SELECTED TEXT -

__________

16 April 2013, by ROBERT C. & SARASIN A.

Francisco Gil is the author of this chapter.

ACKNOWLEDGEMENTS

Chapter written with the help of the EADV, the Fondation René Touraine and the Therapeutics in Dermatology

OVERVIEW

Xeroderma pigmentosum (XP) is a rare autosomal recessive disorder characterized by hypersensitivity to sun exposure and a several thousand-fold increase in the risk of developing ultraviolet (UV)-induced skin and mucous membrane cancers.

XP was initially described in the 19th century but only later the mechanistic link between UV hypersensitivity, DNA repair abnormalities, somatic mutations and skin cancer was established. Due to genetic defects, patients with XP have a reduced DNA repair capacity, allowing UV-induced lesions to persist and cause skin cancer. XP is characterized by severe actinic changes leading to early onset of skin cancers, various ocular manifestations and occasional neurological abnormalities. Both genotypes and phenotypes can be quite variable, making clinical and molecular-genetic diagnostics challenging. Optimal therapy includes avoidance of sun exposure and diagnosis and treatment of the associated neoplasms.

SIGNS AND SYMPTOMS

XP exhibits a significant phenotypic variability and genotype–phenotype correlations are particularly complicated as clinical manifestations are not predictable according to the type of XP gene defect. There are, however, common denominators to all XP variants: photophobia, skin hypersensitivity to UV radiation, actinic damage to the skin, cancer of UV-exposed areas of the skin and mucous membranes of the eyes and mouth and, in some patients, progressive neurological degeneration. Mutations in XP genes result in different clinical entities. Photosensitivity, neurological abnormalities and skin cancer are important pathological features which can be used to distinguish between three archetypes: XP, trichothiodystrophy and Cockayne syndrome. There are several related or overlapping disorders with similar features that form a family of syndromes involving neural, oncologic, cutaneous, developmental and other abnormalities. Individuals with XP present with a variety of signs depending on the severity of their disease.

__________

EXTRACTED ENTRIES -
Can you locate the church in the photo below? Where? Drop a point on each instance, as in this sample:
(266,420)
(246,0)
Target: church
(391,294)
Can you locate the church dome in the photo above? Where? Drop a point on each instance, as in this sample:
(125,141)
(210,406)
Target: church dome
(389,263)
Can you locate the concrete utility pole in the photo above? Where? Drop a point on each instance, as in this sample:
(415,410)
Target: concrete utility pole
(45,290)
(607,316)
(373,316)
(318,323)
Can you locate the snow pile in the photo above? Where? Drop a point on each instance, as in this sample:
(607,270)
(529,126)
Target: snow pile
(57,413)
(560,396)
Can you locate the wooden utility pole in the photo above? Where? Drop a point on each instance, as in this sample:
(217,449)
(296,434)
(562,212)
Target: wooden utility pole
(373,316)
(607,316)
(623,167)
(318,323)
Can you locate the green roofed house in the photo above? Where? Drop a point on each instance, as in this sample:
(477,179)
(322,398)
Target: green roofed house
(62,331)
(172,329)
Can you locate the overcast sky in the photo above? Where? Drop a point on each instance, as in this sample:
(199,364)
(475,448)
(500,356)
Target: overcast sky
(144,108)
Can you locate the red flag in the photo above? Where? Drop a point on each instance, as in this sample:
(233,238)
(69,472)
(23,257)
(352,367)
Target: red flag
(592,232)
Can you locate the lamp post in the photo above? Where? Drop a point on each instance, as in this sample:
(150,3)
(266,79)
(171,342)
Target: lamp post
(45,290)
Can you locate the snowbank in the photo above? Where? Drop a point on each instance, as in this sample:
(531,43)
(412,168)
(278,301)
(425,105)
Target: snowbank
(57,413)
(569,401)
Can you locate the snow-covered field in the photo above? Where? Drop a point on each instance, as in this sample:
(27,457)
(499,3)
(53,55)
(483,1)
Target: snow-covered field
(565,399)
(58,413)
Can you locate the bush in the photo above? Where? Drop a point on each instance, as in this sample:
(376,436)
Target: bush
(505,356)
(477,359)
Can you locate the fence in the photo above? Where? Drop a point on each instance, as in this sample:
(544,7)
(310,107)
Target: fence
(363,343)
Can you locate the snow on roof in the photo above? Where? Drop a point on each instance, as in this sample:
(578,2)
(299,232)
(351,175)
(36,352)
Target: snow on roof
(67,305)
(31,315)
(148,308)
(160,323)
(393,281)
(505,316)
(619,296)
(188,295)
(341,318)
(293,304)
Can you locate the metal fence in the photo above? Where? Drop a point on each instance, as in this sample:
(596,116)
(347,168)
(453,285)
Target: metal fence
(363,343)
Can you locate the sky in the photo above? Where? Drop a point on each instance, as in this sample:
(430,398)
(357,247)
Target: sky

__________

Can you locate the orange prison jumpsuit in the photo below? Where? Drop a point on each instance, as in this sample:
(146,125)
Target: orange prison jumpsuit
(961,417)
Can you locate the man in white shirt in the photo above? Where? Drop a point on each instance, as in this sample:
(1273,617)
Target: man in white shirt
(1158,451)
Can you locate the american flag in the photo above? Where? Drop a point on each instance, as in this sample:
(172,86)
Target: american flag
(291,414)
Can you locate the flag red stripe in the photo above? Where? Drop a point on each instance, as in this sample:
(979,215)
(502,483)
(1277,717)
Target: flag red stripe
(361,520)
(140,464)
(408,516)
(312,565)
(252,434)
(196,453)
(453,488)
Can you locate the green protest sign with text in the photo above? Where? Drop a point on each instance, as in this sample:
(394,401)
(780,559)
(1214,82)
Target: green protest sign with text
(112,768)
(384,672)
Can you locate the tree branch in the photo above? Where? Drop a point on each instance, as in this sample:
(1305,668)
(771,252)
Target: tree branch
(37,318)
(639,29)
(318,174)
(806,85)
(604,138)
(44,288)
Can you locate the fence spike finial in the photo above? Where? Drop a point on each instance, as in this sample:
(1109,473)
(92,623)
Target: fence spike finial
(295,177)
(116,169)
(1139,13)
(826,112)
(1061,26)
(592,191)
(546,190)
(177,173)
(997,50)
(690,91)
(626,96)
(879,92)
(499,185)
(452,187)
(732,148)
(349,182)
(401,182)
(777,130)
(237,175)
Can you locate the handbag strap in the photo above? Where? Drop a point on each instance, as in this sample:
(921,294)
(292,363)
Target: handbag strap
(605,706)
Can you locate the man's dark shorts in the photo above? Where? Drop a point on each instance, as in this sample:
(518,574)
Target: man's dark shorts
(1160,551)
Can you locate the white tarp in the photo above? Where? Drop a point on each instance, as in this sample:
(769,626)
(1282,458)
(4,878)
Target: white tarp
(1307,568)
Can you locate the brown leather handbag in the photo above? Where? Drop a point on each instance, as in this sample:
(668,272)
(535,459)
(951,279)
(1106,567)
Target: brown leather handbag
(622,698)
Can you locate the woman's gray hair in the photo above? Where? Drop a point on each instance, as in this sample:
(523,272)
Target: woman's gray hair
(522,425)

__________

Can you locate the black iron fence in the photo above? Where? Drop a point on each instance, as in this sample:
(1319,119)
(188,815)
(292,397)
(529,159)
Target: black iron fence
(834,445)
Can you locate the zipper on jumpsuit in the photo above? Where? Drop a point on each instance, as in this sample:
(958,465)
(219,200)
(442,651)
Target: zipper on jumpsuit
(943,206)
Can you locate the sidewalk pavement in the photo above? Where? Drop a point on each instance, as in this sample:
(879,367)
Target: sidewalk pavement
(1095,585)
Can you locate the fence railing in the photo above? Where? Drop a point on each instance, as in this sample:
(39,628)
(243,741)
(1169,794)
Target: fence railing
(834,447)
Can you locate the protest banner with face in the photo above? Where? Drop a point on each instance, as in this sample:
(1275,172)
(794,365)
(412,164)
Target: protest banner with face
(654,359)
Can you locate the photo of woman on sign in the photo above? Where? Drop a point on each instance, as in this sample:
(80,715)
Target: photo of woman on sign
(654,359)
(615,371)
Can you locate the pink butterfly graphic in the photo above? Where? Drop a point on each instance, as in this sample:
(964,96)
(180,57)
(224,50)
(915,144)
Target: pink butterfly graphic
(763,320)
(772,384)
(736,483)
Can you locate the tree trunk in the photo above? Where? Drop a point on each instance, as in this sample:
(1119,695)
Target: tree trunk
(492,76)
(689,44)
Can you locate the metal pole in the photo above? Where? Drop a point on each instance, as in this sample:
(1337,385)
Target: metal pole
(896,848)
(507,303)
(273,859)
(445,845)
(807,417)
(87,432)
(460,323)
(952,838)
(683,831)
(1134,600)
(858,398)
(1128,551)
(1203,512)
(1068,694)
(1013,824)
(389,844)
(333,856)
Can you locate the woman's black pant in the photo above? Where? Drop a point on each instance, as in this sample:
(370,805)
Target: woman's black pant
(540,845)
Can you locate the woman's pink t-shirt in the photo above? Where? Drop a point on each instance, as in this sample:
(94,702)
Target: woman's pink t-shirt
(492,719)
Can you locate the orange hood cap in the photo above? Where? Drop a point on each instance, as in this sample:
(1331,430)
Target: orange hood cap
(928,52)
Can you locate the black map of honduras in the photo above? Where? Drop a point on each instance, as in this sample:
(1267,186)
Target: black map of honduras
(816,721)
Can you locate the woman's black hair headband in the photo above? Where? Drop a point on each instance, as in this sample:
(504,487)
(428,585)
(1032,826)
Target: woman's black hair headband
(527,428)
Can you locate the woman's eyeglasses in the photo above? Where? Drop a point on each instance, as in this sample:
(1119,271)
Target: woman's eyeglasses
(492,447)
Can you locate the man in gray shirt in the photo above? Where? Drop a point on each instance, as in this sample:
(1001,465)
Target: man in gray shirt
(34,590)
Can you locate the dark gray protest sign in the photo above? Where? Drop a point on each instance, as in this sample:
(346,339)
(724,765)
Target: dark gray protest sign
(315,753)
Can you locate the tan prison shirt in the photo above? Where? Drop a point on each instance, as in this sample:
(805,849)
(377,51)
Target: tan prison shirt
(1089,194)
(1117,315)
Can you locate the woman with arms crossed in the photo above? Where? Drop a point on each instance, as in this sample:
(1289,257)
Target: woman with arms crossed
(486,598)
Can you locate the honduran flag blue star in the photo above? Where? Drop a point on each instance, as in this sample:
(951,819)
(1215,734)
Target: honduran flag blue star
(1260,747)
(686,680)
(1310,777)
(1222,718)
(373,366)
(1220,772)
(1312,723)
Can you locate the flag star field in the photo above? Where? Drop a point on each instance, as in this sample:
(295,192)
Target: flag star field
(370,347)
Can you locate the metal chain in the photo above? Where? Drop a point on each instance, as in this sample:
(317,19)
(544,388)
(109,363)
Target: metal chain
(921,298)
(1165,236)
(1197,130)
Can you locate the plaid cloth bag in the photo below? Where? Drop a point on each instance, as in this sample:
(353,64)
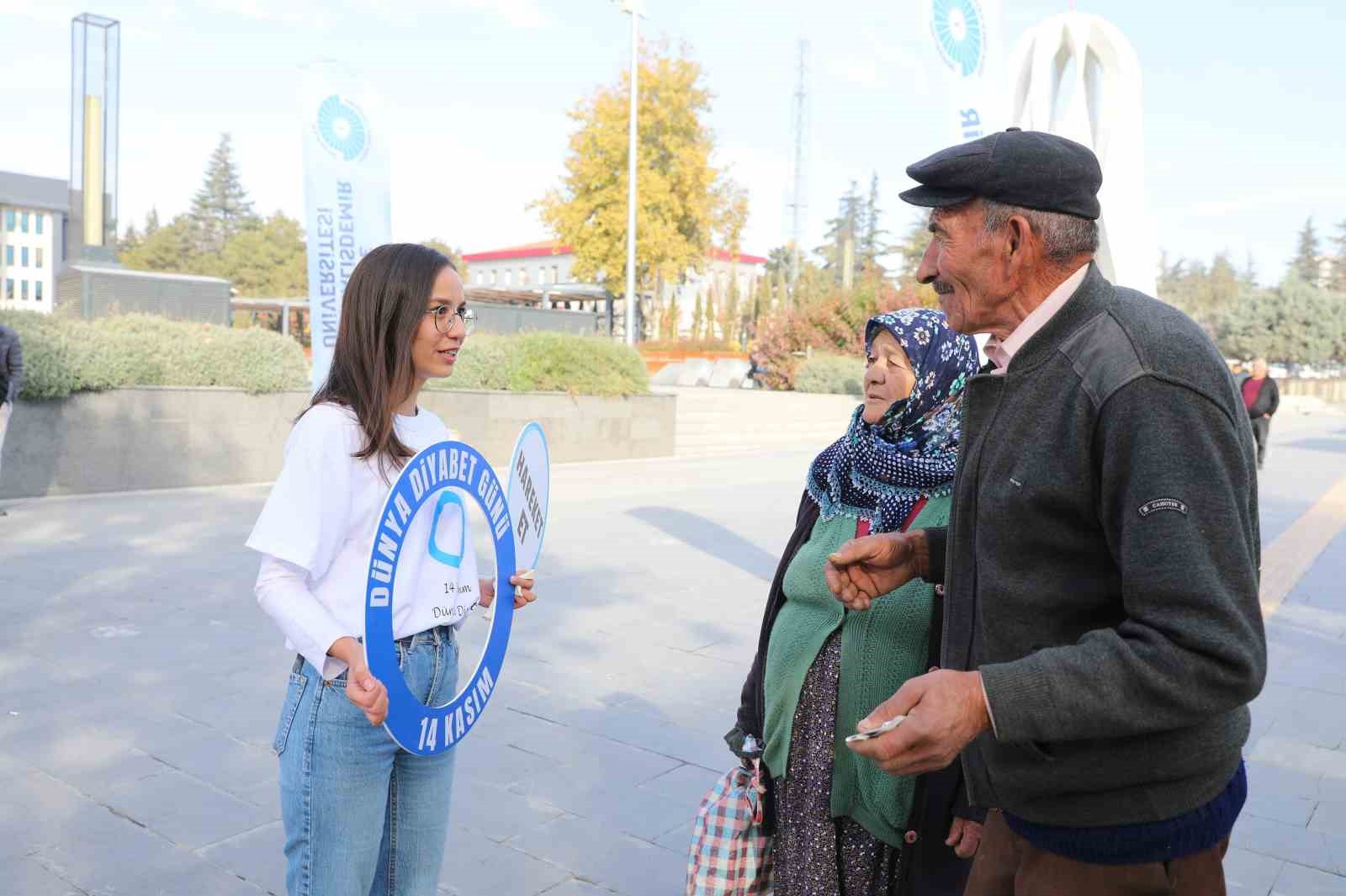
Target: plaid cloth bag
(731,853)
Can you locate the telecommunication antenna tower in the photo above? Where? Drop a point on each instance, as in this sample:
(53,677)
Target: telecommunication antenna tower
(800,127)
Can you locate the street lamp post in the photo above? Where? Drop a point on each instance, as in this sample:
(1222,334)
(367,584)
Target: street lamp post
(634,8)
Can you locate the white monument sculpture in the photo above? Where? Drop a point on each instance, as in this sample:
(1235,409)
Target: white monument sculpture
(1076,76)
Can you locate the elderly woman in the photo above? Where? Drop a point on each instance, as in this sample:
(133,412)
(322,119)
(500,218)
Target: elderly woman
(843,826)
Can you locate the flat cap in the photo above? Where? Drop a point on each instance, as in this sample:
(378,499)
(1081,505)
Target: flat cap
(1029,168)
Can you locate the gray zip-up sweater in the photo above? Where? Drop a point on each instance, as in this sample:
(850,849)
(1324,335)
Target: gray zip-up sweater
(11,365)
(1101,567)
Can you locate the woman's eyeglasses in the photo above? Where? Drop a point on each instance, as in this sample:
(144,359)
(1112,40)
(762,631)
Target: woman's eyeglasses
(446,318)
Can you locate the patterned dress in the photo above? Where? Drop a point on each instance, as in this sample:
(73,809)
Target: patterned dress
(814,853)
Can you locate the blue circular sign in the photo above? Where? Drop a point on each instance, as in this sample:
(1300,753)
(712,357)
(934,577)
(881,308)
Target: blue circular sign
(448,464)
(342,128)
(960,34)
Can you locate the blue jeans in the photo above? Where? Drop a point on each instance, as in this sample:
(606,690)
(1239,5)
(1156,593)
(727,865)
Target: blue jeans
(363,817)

__________

EXPLORE THE MATERIAL -
A. Answer these questions from the xeroderma pigmentosum passage, one line each:
(i) What inheritance pattern does XP have?
(ii) In which century was XP first described?
(iii) Which three archetypes can be distinguished by photosensitivity, neurological abnormalities and skin cancer?
B. Decide whether each statement agrees with the xeroderma pigmentosum passage, answering yes or no with the deciding words quoted:
(i) The clinical manifestations of XP can be predicted from the type of XP gene defect.
(ii) Progressive neurological degeneration occurs in every patient with XP.
(iii) Optimal therapy for XP includes avoiding sun exposure.
C. Output, word for word, the part of the xeroderma pigmentosum passage starting with "16 April 2013, by" and going on through "mucous membrane cancers.".

ANSWERS GIVEN -
A.
(i) Autosomal recessive.
(ii) The 19th century.
(iii) XP, trichothiodystrophy and Cockayne syndrome.

B.
(i) No: "clinical manifestations are not predictable according to the type of XP gene defect"
(ii) No: "in some patients, progressive neurological degeneration"
(iii) Yes: "Optimal therapy includes avoidance of sun exposure"

C.
16 April 2013, by ROBERT C. & SARASIN A.

Francisco Gil is the author of this chapter.

ACKNOWLEDGEMENTS

Chapter written with the help of the EADV, the Fondation René Touraine and the Therapeutics in Dermatology

OVERVIEW

Xeroderma pigmentosum (XP) is a rare autosomal recessive disorder characterized by hypersensitivity to sun exposure and a several thousand-fold increase in the risk of developing ultraviolet (UV)-induced skin and mucous membrane cancers.